→ **Aim of the task**: From the first line to the last, retype the listing without any alteration.

++++ Exercise material

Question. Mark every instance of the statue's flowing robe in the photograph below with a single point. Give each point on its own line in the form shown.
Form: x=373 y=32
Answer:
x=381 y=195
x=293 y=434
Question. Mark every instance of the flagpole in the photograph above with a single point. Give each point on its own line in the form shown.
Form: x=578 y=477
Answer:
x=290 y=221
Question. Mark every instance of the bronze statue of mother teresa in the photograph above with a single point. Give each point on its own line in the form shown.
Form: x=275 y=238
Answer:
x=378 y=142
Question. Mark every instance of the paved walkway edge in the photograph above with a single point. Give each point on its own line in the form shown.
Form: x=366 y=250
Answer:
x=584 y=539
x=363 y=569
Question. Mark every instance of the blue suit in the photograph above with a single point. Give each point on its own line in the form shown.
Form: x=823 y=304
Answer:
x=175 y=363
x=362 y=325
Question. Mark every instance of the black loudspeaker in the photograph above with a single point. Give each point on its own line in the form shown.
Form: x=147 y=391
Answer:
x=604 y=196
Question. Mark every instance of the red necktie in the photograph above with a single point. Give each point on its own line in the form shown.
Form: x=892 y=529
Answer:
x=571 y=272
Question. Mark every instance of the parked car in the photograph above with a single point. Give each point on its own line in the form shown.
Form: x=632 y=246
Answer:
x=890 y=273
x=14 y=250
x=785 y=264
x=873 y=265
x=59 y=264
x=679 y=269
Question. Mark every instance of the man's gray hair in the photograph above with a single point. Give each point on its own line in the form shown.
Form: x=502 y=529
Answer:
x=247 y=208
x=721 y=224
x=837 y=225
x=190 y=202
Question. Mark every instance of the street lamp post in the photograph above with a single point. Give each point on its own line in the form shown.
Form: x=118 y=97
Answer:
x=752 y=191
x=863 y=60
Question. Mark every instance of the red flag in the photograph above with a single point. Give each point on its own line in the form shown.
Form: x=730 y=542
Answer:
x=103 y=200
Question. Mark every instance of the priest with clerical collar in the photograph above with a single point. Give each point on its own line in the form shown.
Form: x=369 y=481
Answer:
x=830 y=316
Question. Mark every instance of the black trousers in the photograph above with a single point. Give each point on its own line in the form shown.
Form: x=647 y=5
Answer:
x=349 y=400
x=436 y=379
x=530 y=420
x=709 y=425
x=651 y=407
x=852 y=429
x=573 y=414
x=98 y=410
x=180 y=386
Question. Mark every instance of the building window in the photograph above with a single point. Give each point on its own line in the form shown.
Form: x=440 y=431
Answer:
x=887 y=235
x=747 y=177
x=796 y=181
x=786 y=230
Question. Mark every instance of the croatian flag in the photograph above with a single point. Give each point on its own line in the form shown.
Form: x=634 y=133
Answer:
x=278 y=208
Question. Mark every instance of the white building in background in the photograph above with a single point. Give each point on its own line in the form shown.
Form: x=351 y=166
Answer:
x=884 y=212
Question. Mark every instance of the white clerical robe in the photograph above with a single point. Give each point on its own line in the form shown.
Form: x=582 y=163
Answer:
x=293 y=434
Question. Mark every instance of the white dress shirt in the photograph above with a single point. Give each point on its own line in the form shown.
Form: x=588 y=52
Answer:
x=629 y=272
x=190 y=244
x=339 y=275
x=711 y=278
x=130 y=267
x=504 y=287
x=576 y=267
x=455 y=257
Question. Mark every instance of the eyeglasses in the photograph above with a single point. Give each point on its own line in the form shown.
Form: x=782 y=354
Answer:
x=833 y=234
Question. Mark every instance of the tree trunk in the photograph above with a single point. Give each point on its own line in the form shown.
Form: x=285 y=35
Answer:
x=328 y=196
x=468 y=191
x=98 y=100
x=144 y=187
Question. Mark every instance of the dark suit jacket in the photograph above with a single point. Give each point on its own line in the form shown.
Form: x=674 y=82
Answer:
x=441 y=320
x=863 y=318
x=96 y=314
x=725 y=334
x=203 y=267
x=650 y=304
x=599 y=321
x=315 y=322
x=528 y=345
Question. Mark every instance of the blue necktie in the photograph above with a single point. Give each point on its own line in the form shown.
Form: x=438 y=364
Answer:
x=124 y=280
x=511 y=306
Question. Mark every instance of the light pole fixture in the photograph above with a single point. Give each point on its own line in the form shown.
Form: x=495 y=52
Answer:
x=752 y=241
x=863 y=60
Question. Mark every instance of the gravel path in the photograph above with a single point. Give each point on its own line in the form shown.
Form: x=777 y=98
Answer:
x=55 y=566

++++++++

→ **Solution for this problem**:
Question. Mark every instance of the statue's flowing robe in the photograph below with a single point. Give each point on its own line in the form shown.
Form: x=373 y=32
Answer:
x=381 y=195
x=293 y=434
Question. Mark every instance of the flagpole in the photograph above with a single point. Give each point on its own line in the form shown.
Form: x=578 y=477
Answer:
x=290 y=221
Question. Mark every instance of the bronze statue of mother teresa in the photograph above with a single point. Give each point on its own line in the form shown.
Form: x=275 y=238
Answer:
x=378 y=142
Question. Mark every instance of the paved walkway edge in the photograph above with a single point. Give each point on its own line in the form shown.
Form: x=366 y=250
Answer:
x=584 y=539
x=363 y=569
Question. Mark every instance of the blue suit in the photograph above with a single point. Give each point on its own line in the form shown.
Form: x=823 y=304
Answer:
x=175 y=363
x=362 y=325
Question. Mark every instance of the black loudspeaker in the photograph above with a single point. Give each point on its own line in the form shown.
Form: x=147 y=391
Answer:
x=604 y=196
Question. Mark every instance of the red necktie in the photograph above with a single point. Give each point on its own line in the form shown.
Form: x=892 y=529
Answer:
x=571 y=272
Question. Mark every instance of the parked car in the photograph above with a single point. Give each point on its own line in the form shown.
Form: x=632 y=246
Answer:
x=890 y=273
x=14 y=250
x=785 y=264
x=873 y=265
x=59 y=264
x=679 y=269
Question. Mark every instance of the man's gray hair in the photograph above with a single point. Give each point on its own line in the form shown.
Form: x=502 y=529
Answer:
x=247 y=208
x=721 y=224
x=837 y=225
x=190 y=202
Question. Mark every instance of the street lamp post in the photograph above with a single point. Give each point on its own line in the form shown.
Form: x=118 y=97
Answer:
x=752 y=191
x=863 y=60
Question. Mark every instance of the red flag in the photograph above with a single point. Give each point on its own line in the form shown.
Form: x=730 y=542
Answer:
x=103 y=200
Question. Mark every instance of the priest with clerical collar in the photograph above with a single point. Give each point on its own line in the form shown.
Form: x=369 y=481
Answer:
x=830 y=316
Question. Mark every instance of the black trousers in the photograph above with a single point. Give each point on its own line in the form shown.
Form: x=647 y=5
Answer:
x=349 y=400
x=436 y=379
x=530 y=420
x=709 y=425
x=651 y=407
x=852 y=429
x=573 y=414
x=98 y=410
x=180 y=386
Question. Mark every instance of the building window in the photograph above with a single point. Give each point on its own line in the form shown.
Form: x=440 y=431
Answer:
x=887 y=235
x=747 y=177
x=796 y=181
x=786 y=230
Question. Mark every instance of the croatian flag in the photograph above with a single point. Give each point on its own line in the form shown.
Form: x=634 y=133
Answer:
x=278 y=208
Question. Mark every instance of the white building in background in the photograph above with a single point. Give each point on its own line in the form shown.
Form: x=351 y=166
Answer:
x=884 y=212
Question. Mark every instance of the white clerical robe in the photograph above with a single point. Give each point on its own line in the form shown.
Form: x=582 y=163
Answer:
x=293 y=434
Question. Mark every instance of the white dress shirt in the photograph above with a single point. Give each point on its own line in the form shown.
Form: x=588 y=52
Answer:
x=629 y=272
x=190 y=244
x=339 y=275
x=711 y=278
x=130 y=267
x=504 y=287
x=576 y=267
x=455 y=257
Question. Mark every instance of the eyeglasses in the photograph above with a single point. Give each point on its own line in the form shown.
Form: x=782 y=354
Answer:
x=833 y=234
Question. Mark every instance of the tree trunk in the photograph above with a single point. Give each point on its own line in the form shown.
Form: x=285 y=35
Answer:
x=328 y=196
x=468 y=191
x=98 y=100
x=144 y=187
Question. Mark every instance of the dark suit jacket in the photograph above with a single point. Give each point on its own line in the form shown.
Form: x=674 y=82
Answer:
x=441 y=320
x=863 y=318
x=96 y=314
x=725 y=334
x=203 y=267
x=650 y=304
x=599 y=321
x=315 y=322
x=528 y=345
Question. Mark every instance of the blue necktie in the photograph above with a single point. Give each point on its own line in the form shown.
Form: x=438 y=364
Answer:
x=124 y=280
x=511 y=306
Question. Mark every instance of the light pole fixture in the photograph above with a single point. Give each point on its own line in the form shown.
Form: x=495 y=52
Answer:
x=752 y=241
x=863 y=60
Question. Mark every instance of the gravel path in the photograph above with a single point. Give each point on its own line in the form shown.
Form: x=777 y=98
Answer:
x=55 y=566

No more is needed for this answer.